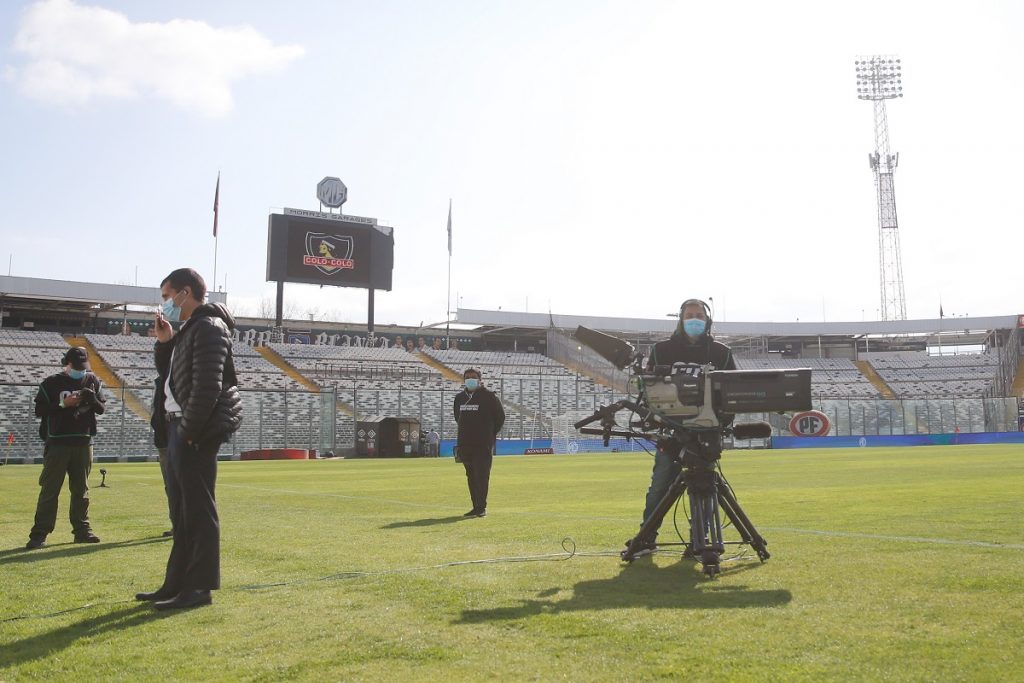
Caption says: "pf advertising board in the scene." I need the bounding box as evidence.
[790,411,831,436]
[266,213,394,292]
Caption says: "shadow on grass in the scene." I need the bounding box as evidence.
[0,603,180,670]
[381,515,472,528]
[0,537,170,565]
[456,561,793,624]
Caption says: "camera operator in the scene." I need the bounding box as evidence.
[455,368,505,517]
[624,299,736,557]
[26,346,105,550]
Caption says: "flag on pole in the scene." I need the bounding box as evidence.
[213,171,220,237]
[449,200,452,256]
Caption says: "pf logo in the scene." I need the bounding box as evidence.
[790,411,831,436]
[302,232,355,275]
[316,176,348,209]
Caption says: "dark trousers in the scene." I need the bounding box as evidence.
[161,420,220,594]
[157,446,174,528]
[459,445,494,510]
[29,443,92,538]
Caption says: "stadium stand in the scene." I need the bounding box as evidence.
[736,357,880,398]
[865,352,998,398]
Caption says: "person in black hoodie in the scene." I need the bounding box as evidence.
[150,377,174,537]
[135,268,242,609]
[455,368,505,517]
[623,299,736,557]
[26,346,105,550]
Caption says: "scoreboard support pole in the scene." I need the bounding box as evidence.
[274,280,285,328]
[367,286,374,346]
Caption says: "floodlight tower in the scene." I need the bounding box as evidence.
[853,55,906,321]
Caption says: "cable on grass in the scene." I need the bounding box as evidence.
[0,537,618,624]
[0,600,133,624]
[236,537,593,591]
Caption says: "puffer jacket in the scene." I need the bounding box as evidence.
[154,303,242,443]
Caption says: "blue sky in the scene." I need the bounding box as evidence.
[0,0,1024,325]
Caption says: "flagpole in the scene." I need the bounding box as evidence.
[213,171,220,292]
[444,197,452,349]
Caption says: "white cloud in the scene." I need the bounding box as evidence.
[5,0,304,117]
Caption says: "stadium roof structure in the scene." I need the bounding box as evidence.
[0,275,227,323]
[457,308,1024,352]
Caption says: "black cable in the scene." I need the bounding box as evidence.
[0,537,598,624]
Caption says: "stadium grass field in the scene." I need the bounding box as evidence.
[0,445,1024,681]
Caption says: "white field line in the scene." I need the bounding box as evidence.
[219,483,1024,550]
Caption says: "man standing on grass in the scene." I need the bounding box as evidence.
[135,268,242,609]
[26,346,104,550]
[620,299,736,558]
[455,368,505,517]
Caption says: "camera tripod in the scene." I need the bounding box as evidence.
[622,432,771,577]
[574,400,771,577]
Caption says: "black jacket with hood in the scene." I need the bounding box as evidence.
[647,321,736,425]
[154,303,242,443]
[454,385,505,451]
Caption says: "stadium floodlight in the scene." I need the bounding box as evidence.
[853,55,906,321]
[853,55,903,100]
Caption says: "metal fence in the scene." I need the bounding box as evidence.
[750,398,1018,436]
[0,376,1018,462]
[0,384,339,462]
[335,376,625,440]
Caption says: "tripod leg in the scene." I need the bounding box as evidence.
[684,472,725,577]
[716,476,771,562]
[620,472,686,562]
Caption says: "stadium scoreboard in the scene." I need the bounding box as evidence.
[266,209,394,292]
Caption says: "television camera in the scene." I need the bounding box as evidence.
[573,327,811,577]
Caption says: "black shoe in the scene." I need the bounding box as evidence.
[153,591,213,609]
[618,539,657,560]
[135,588,175,602]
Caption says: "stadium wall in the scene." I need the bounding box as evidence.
[771,432,1024,449]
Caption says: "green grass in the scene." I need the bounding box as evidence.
[0,445,1024,681]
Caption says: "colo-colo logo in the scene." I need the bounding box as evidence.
[302,232,355,275]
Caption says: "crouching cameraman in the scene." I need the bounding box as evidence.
[623,299,736,557]
[26,346,104,550]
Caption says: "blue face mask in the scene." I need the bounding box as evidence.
[683,317,708,337]
[161,290,184,323]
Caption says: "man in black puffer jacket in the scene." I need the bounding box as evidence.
[135,268,242,609]
[454,368,505,517]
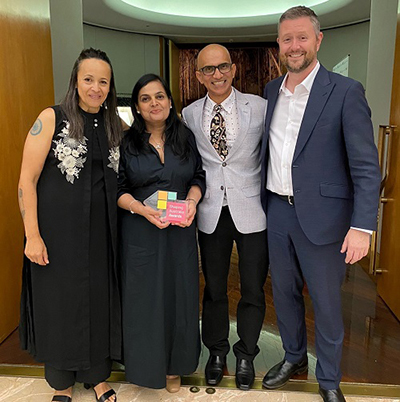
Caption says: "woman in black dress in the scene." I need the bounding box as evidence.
[18,49,122,402]
[118,74,205,392]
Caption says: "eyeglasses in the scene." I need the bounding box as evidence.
[199,63,233,75]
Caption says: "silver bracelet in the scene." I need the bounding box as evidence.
[128,200,137,215]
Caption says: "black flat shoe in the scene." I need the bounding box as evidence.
[205,355,226,385]
[51,395,72,402]
[319,387,346,402]
[262,358,308,389]
[83,383,117,402]
[235,359,255,391]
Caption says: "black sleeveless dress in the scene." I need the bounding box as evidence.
[20,106,121,370]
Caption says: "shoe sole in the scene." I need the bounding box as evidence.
[236,381,254,391]
[262,365,308,389]
[206,375,224,386]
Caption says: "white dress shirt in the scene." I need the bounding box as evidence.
[267,62,320,195]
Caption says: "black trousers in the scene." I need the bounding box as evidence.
[44,359,112,391]
[199,207,268,361]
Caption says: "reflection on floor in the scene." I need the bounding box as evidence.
[0,255,400,392]
[0,377,400,402]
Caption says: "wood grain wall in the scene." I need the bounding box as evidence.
[0,0,54,342]
[175,45,281,107]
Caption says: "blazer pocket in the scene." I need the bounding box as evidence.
[242,183,261,197]
[247,127,261,135]
[319,183,353,199]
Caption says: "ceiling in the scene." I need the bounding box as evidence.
[82,0,371,43]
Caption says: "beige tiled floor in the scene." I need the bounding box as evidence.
[0,376,400,402]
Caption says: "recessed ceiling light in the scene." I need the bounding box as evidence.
[121,0,331,18]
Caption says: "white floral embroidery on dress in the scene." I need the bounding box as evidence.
[107,147,119,173]
[53,120,88,184]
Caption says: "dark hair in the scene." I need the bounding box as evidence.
[61,48,122,147]
[278,6,321,36]
[126,74,189,160]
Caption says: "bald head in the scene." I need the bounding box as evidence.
[196,43,232,70]
[196,43,236,103]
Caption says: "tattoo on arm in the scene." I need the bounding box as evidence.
[30,119,43,135]
[18,188,25,219]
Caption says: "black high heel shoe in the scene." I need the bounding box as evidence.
[51,395,72,402]
[83,383,117,402]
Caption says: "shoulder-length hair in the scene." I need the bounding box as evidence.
[61,48,122,147]
[126,74,189,160]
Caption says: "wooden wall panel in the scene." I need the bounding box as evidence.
[179,45,281,107]
[0,0,54,342]
[378,14,400,320]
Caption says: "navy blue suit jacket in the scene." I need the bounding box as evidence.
[261,65,381,245]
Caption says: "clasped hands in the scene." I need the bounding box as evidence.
[142,200,196,229]
[340,229,371,264]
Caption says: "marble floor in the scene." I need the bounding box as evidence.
[0,376,400,402]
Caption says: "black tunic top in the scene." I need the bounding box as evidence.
[20,106,121,370]
[118,127,205,388]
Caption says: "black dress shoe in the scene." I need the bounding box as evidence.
[263,358,308,389]
[205,355,226,385]
[319,387,346,402]
[235,359,255,391]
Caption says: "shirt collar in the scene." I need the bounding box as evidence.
[204,87,236,114]
[279,61,320,93]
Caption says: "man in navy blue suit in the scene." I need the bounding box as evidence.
[261,6,380,402]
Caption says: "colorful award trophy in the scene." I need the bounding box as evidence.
[143,190,188,223]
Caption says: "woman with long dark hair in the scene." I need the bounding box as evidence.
[118,74,205,392]
[18,48,122,402]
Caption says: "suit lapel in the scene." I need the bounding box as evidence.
[293,65,335,161]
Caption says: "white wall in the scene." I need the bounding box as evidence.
[83,24,160,96]
[367,0,398,138]
[318,22,370,88]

- - -

* Directions
Shift the records from the line with "in black puffer" to the line with "[199,63,233,75]", both ends included. Write out every line again, adding -30 to each bounding-box coordinate, keeping all other text unchanged, and leaving out the pictures.

* Output below
Caption says: "man in black puffer jacket in the scene." I need the bounding box as evidence.
[105,238,212,579]
[424,338,475,487]
Caption says: "woman in black dress in the scene." I need the bounding box as evidence.
[-12,19,92,372]
[88,44,175,362]
Caption says: "eyeglasses in the scene." I need the bounding box as evidence.
[169,33,203,45]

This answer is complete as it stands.